→ **Document excerpt**
= Beginning of Section =

The depiction of Pompeii—a recurring symbol for decadence and ruin—and the presence of Spengler in the picture have made critics interpret Late Visitors to Pompeii as a fatalistic comment about Western culture in decline. Writing for the Elsevier's Geïllustreerd Maandschrift in 1937, S. P. Abas said the painting displays Willink's complexity better than any of his other paintings. Abas said the painting uses charm and humour to comment on nature and civilisation and portray a moment where time and space have become unstable. The literary scholar Mathijs Sanders wrote in 2005 that Spengler's cyclical view of history, where every culture is born, blooms, decays and falls, is represented by the combination of Imperial Roman ruins and modern men in the same picture.

= End of Section =

→ **Your tasks**
1 – Reproduce the part of the passage on Late Visitors to Pompeii that begins at the words "The depiction of" and stops after the words "the same picture.".
2 – Carry on the passage about the painting Late Visitors to Pompeii from its last sentence.

→ **Point-per-instance localization items**

= Beginning of Section =

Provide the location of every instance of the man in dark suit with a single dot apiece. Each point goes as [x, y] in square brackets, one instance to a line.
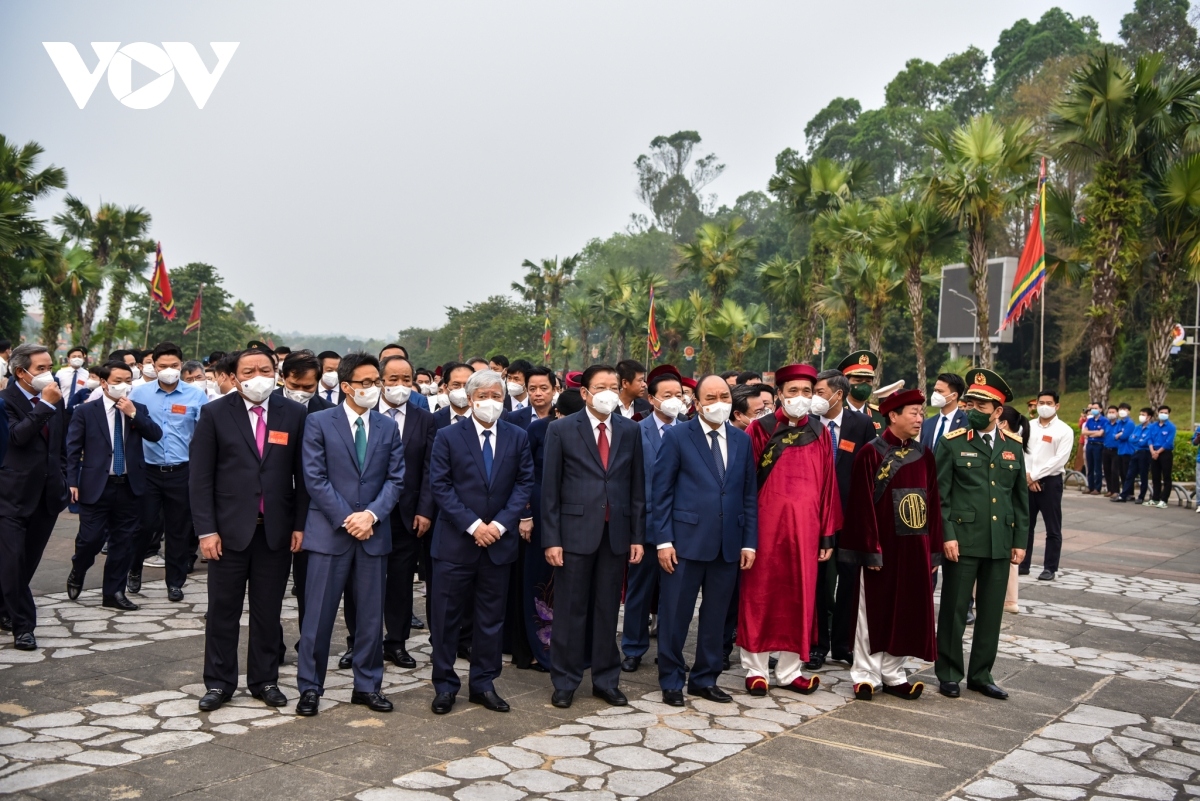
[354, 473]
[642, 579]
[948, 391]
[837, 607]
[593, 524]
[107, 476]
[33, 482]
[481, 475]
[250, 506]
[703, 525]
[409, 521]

= End of Section =
= Beginning of Section =

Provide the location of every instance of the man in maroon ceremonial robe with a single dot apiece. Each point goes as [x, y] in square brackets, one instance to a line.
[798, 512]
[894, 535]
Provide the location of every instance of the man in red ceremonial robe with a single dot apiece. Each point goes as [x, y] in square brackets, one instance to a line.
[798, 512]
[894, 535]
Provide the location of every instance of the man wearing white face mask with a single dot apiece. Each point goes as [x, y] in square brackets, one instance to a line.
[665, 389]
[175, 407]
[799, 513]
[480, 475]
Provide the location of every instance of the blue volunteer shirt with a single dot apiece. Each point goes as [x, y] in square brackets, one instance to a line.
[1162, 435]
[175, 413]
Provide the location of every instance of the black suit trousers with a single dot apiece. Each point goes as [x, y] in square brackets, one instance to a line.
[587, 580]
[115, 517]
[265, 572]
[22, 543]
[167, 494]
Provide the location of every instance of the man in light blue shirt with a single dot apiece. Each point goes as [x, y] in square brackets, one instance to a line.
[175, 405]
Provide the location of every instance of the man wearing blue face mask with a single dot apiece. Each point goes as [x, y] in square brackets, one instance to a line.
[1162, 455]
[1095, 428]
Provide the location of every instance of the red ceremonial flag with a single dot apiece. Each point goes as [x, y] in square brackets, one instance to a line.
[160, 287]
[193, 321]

= End of Section =

→ **Outputs in order**
1 –
The depiction of Pompeii—a recurring symbol for decadence and ruin—and the presence of Spengler in the picture have made critics interpret Late Visitors to Pompeii as a fatalistic comment about Western culture in decline. Writing for the Elsevier's Geïllustreerd Maandschrift in 1937, S. P. Abas said the painting displays Willink's complexity better than any of his other paintings. Abas said the painting uses charm and humour to comment on nature and civilisation and portray a moment where time and space have become unstable. The literary scholar Mathijs Sanders wrote in 2005 that Spengler's cyclical view of history, where every culture is born, blooms, decays and falls, is represented by the combination of Imperial Roman ruins and modern men in the same picture.

2 –
Beginning with Victor Varangot in 1947, several critics have associated Late Visitors to Pompeii with works by the writer Ferdinand Bordewijk, who openly based two of his stories on the Willink paintings The Yellow House and Château en Espagne. Varangot wrote that a theme of life and death expressed through the juxtaposition of two time periods in Late Visitors to Pompeii had influence on Bordewijk. Varangot and Sanders wrote that the painting's volcano can be viewed as a symbol for both destruction and regeneration, which Varangot connected to Bordewijk's Heraclitean worldview. Sanders argues that Late Visitors to Pompeii gave direct inspiration to Bordewijk's short story "Sodom; moraliteit van deze eeuw" (lit. 'Sodom; morality of this century'), published in the collection De wingerdrank (1937). Sanders writes that both Late Visitors to Pompeii and "Sodom" express a belief that Western civilisation is in crisis, anchored in the cultural philosophy of Spengler's The Decline of the West.